## Data shown:
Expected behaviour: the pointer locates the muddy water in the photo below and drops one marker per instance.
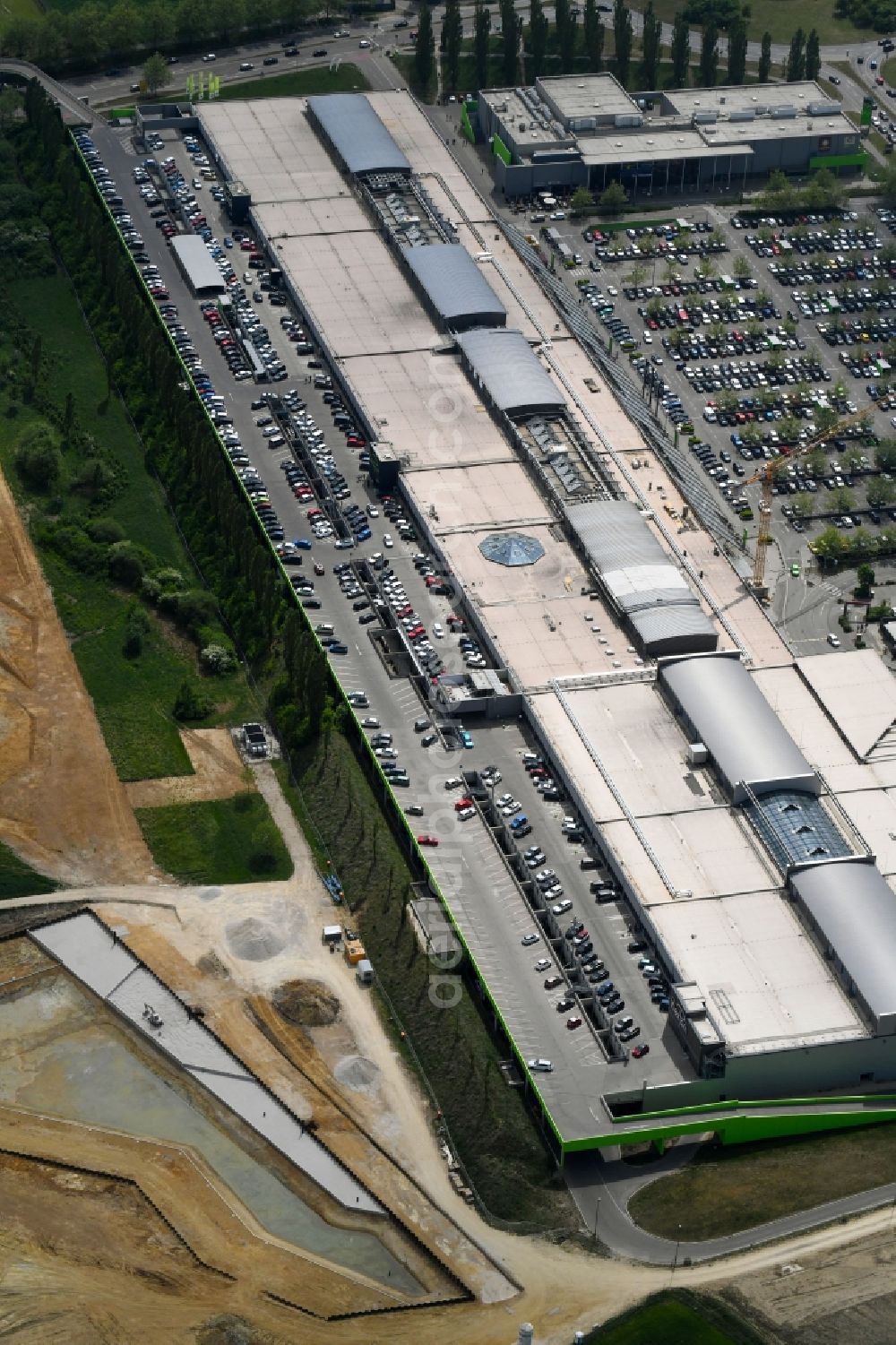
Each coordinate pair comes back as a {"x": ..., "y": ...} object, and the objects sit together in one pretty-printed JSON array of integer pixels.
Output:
[{"x": 56, "y": 1057}]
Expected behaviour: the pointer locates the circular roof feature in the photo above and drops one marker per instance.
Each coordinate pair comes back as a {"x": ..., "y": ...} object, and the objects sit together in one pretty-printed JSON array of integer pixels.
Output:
[{"x": 512, "y": 549}]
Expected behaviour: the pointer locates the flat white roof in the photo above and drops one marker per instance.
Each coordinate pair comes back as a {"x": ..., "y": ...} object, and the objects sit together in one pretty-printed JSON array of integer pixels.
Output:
[
  {"x": 495, "y": 496},
  {"x": 691, "y": 857},
  {"x": 321, "y": 215},
  {"x": 271, "y": 148},
  {"x": 424, "y": 405},
  {"x": 763, "y": 982},
  {"x": 643, "y": 748},
  {"x": 361, "y": 300},
  {"x": 857, "y": 690}
]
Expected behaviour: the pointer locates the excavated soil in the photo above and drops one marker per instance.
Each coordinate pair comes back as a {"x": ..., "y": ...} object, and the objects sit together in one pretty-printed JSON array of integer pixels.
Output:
[{"x": 307, "y": 1004}]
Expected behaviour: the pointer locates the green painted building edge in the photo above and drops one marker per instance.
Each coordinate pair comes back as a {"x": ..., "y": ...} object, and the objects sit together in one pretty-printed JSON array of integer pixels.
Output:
[
  {"x": 856, "y": 160},
  {"x": 501, "y": 150},
  {"x": 737, "y": 1129}
]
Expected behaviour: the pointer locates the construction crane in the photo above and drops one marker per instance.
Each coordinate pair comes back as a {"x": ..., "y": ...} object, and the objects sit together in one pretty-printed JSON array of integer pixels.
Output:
[{"x": 767, "y": 475}]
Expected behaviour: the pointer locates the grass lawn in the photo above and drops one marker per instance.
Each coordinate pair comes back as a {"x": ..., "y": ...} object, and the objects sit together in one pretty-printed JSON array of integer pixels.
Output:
[
  {"x": 134, "y": 697},
  {"x": 299, "y": 83},
  {"x": 676, "y": 1318},
  {"x": 18, "y": 880},
  {"x": 11, "y": 10},
  {"x": 782, "y": 21},
  {"x": 220, "y": 841},
  {"x": 728, "y": 1189}
]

## Task to complete:
Write out the material above precisely, leaving each picture behind.

## Solution for this problem:
Expected behaviour: the pointer locates the muddy water in the photo below and drops one marker per instance.
Each coordinate pair comes back as a {"x": ..., "y": ...} object, and the objects sit together in one pretty-printed JSON array of integer pixels.
Output:
[{"x": 56, "y": 1057}]
Expected behaviour: the pointer locates the circular roof feature in the photo above and drops one marker per instance.
Each coordinate pair comes back as a {"x": ..., "y": ...} object, and the objects sit together in one pretty-printed JSON array of integer pixels.
Output:
[{"x": 512, "y": 549}]
Expected behaviour: the pointer locates the flat white roof in the photo above and drops one marker per instance.
Each coordinate pair comes back as a {"x": ..., "y": ...} object, and the objects sit together in one pretty-printed JSON array of integer pixels.
Output:
[
  {"x": 495, "y": 496},
  {"x": 691, "y": 857},
  {"x": 321, "y": 215},
  {"x": 271, "y": 148},
  {"x": 424, "y": 405},
  {"x": 763, "y": 982},
  {"x": 643, "y": 748},
  {"x": 361, "y": 300},
  {"x": 857, "y": 690}
]
Expected behaviour: the pointer locates the excavated soil in the photo above and drops one marker per instance.
Each coordinate pair comes back as a {"x": ..., "y": ...} object, and the objects sit together in one pretty-printed JSON array of integer pixels.
Output:
[{"x": 307, "y": 1004}]
Expected behaviour: the pointer locates the green painted building edge in the photo above and drops one marker per instance.
Each coordinate pair comes back as a {"x": ..., "y": ...} object, and the objects sit together in one pretty-printed JSON array of integer pixels.
Output:
[
  {"x": 856, "y": 160},
  {"x": 501, "y": 150},
  {"x": 737, "y": 1129}
]
Expected behaviour: the pointer locates the construction crane in the photo above and drops one marker per instance.
Each coordinate pair comes back as a {"x": ..., "y": ...} object, and the objects sit together in one pretty-printed JSON array of integer pixels.
Output:
[{"x": 767, "y": 475}]
Expected behaviour: the pointer locates the grass lawn in the photo above and drops one marker per instance.
Each coordinate pair comes back as a {"x": ..., "y": ...} object, and the objects sit together in one pretty-printed JSON array of integer pixels.
Output:
[
  {"x": 134, "y": 697},
  {"x": 299, "y": 83},
  {"x": 676, "y": 1318},
  {"x": 18, "y": 880},
  {"x": 11, "y": 10},
  {"x": 782, "y": 21},
  {"x": 220, "y": 841},
  {"x": 728, "y": 1189}
]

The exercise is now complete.